__PROBLEM TO WORK ON__.
Transcribe each line below without altering anything.

__ENTRIES PROVIDED__.

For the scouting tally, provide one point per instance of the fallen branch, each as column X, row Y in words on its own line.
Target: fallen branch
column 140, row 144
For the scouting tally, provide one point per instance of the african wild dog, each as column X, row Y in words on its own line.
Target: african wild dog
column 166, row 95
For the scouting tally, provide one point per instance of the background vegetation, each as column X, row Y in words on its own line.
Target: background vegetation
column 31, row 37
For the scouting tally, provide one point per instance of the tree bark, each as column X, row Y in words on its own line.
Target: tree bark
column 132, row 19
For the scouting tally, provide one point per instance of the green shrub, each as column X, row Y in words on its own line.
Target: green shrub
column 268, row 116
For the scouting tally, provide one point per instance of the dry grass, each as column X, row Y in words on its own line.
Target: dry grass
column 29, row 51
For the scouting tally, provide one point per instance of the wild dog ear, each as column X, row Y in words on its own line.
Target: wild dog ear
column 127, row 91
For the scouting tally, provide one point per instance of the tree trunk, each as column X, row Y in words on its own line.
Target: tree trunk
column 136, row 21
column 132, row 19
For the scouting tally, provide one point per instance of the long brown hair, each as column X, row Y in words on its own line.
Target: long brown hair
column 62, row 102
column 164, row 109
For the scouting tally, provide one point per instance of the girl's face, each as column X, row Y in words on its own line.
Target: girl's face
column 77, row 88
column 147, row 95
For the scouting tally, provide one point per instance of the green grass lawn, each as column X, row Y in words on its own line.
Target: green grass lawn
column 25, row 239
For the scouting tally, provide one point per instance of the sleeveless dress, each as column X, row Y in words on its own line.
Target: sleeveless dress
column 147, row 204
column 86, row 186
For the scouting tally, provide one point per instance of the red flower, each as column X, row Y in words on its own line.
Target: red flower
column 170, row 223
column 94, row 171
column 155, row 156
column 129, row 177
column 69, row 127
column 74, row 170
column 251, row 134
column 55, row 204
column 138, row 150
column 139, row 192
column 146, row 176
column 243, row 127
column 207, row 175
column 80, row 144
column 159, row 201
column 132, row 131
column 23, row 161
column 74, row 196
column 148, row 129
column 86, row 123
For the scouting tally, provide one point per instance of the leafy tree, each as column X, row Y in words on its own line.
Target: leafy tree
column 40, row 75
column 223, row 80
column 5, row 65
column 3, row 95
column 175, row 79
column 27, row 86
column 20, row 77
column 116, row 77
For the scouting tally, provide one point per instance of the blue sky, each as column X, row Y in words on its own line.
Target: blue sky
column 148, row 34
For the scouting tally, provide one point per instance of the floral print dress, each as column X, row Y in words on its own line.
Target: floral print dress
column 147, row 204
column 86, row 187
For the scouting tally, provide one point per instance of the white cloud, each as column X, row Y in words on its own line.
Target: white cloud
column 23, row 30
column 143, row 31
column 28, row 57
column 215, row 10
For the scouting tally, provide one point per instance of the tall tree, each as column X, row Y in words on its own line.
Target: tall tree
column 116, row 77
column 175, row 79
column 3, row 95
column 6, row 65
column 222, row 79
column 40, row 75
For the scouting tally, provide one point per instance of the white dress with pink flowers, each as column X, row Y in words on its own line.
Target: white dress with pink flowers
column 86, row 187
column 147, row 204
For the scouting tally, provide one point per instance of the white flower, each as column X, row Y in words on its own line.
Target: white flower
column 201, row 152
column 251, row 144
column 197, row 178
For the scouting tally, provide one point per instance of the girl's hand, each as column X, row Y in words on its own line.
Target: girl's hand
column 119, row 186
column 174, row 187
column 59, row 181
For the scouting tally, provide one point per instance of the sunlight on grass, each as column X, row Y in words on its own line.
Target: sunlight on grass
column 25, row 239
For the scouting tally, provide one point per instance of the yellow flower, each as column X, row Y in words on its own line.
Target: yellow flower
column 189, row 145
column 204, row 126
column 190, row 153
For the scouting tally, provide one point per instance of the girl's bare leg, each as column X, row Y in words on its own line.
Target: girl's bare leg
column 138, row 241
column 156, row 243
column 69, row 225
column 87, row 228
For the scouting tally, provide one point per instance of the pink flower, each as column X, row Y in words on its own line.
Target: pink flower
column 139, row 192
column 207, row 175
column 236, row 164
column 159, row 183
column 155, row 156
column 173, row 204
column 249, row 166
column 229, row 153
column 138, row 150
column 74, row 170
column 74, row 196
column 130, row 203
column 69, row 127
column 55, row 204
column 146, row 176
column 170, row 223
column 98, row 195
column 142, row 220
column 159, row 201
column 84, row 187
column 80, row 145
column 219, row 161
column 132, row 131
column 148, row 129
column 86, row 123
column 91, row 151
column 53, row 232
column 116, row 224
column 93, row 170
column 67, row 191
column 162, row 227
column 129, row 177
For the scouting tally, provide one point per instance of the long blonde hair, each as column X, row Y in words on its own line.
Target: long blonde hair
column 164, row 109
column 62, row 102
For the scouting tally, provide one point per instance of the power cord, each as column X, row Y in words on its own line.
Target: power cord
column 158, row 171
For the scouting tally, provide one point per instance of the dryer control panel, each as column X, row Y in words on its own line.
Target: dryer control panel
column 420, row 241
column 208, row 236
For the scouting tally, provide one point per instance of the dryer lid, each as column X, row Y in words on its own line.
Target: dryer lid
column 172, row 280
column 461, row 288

__RESPONSE AREA__.
For the scouting tally, provide one point per instance of the fallen branch, each as column X, row Y in words on its own line.
Target: fallen branch
column 140, row 144
For the scouting tally, provide one point per instance of the african wild dog, each as column X, row Y in words on its own line.
Target: african wild dog
column 166, row 95
For the scouting tally, provide one point per instance of the background vegetation, each as column X, row Y in words on its own line.
Target: background vegetation
column 31, row 37
For the scouting tally, provide one point per instance of the tree bark, each as column X, row Y in words on its own line.
Target: tree bark
column 132, row 19
For the scouting tally, provide one point per instance of the green shrub, each as column X, row Y in words on its own line.
Target: green shrub
column 268, row 116
For the scouting tally, provide one point per instance of the dry grass, each as column X, row Y in words on its own line.
Target: dry grass
column 29, row 51
For the scouting tally, provide one point per instance of the wild dog ear, each as column X, row Y in words on its own line.
Target: wild dog ear
column 127, row 91
For the scouting tally, provide one point per instance of the tree trunk, each as column X, row Y in words on its own line.
Target: tree trunk
column 136, row 21
column 132, row 19
For the scouting tally, provide one point per instance of the long brown hair, each as column X, row Y in words on its own line.
Target: long brown hair
column 62, row 102
column 164, row 109
For the scouting tally, provide one point per instance of the girl's face, each as column X, row Y in words on its own line.
Target: girl's face
column 77, row 88
column 147, row 95
For the scouting tally, provide one point per instance of the green grass lawn, each as column X, row Y in words on its own line.
Target: green grass lawn
column 25, row 239
For the scouting tally, provide one point per instance of the sleeveless dress, each as column X, row Y in words on its own line.
Target: sleeveless dress
column 147, row 204
column 86, row 186
For the scouting tally, provide one point per instance of the red flower, each as column X, row Y in words on its own line.
Target: red flower
column 170, row 223
column 94, row 171
column 155, row 156
column 129, row 177
column 69, row 127
column 74, row 170
column 251, row 134
column 55, row 204
column 138, row 150
column 139, row 192
column 146, row 176
column 243, row 127
column 207, row 175
column 80, row 144
column 159, row 201
column 132, row 131
column 23, row 161
column 74, row 196
column 148, row 129
column 86, row 123
For the scouting tally, provide one point per instance of the leafy tree, each as column X, row Y in words on its own line.
Target: leafy tree
column 40, row 75
column 223, row 80
column 5, row 65
column 3, row 95
column 175, row 79
column 27, row 86
column 20, row 77
column 116, row 77
For the scouting tally, provide one point per instance of the blue sky, each as column X, row Y in words on its own line.
Target: blue sky
column 148, row 34
For the scouting tally, provide one point per instance of the floral print dress, each as column X, row Y in words on its own line.
Target: floral print dress
column 147, row 204
column 86, row 187
For the scouting tally, provide one point per instance of the white cloud, each as column X, row Y in words on its own line.
Target: white cloud
column 23, row 30
column 143, row 31
column 28, row 57
column 215, row 10
For the scouting tally, provide one point per instance of the tall tree, each as column X, row Y in words on its own line.
Target: tall tree
column 116, row 77
column 175, row 79
column 3, row 95
column 6, row 65
column 222, row 79
column 40, row 75
For the scouting tally, provide one point per instance of the white dress with pink flowers, each as column X, row Y in words on its own line.
Target: white dress with pink flowers
column 86, row 187
column 147, row 204
For the scouting tally, provide one point per instance of the white flower, each as column X, row Y in words on its own line.
Target: white flower
column 201, row 152
column 251, row 144
column 197, row 178
For the scouting tally, provide one point per instance of the girl's hand, each as column X, row Y in words on its own line.
Target: girl's hand
column 119, row 186
column 174, row 187
column 59, row 181
For the scouting tally, provide one point per instance of the sunlight on grass, each as column X, row Y in words on its own line.
Target: sunlight on grass
column 25, row 239
For the scouting tally, provide one point per instance of the yellow flower, each as column X, row Y in words on its own line.
Target: yellow flower
column 189, row 145
column 204, row 126
column 190, row 153
For the scouting tally, provide one point per instance of the girl's bare leg, each as column X, row Y in words on its own line.
Target: girl's bare leg
column 138, row 241
column 156, row 243
column 69, row 225
column 87, row 228
For the scouting tally, provide one point per instance of the pink flower, each as column X, row Y in words on its own line.
Target: pink flower
column 139, row 192
column 207, row 175
column 236, row 164
column 159, row 183
column 155, row 156
column 173, row 204
column 249, row 166
column 229, row 153
column 138, row 150
column 74, row 170
column 74, row 196
column 130, row 203
column 69, row 127
column 55, row 204
column 146, row 176
column 170, row 223
column 98, row 195
column 142, row 220
column 159, row 201
column 84, row 187
column 80, row 145
column 219, row 161
column 132, row 131
column 148, row 129
column 86, row 123
column 91, row 151
column 53, row 232
column 116, row 224
column 93, row 170
column 67, row 191
column 162, row 227
column 129, row 177
For the scouting tally, provide one point per instance of the long blonde hair, each as column X, row Y in words on its own line.
Target: long blonde hair
column 164, row 109
column 62, row 102
For the scouting tally, provide one point per instance of the power cord, each as column X, row Y in words on its own line.
Target: power cord
column 158, row 171
For the scouting tally, provide one point per instance of the dryer control panel, each as column X, row Y in words on its own line.
Target: dryer control panel
column 420, row 241
column 208, row 236
For the scouting tally, provide one point per instance of the dryer lid, each as column X, row Y in words on its own line.
Target: dryer lid
column 172, row 280
column 461, row 288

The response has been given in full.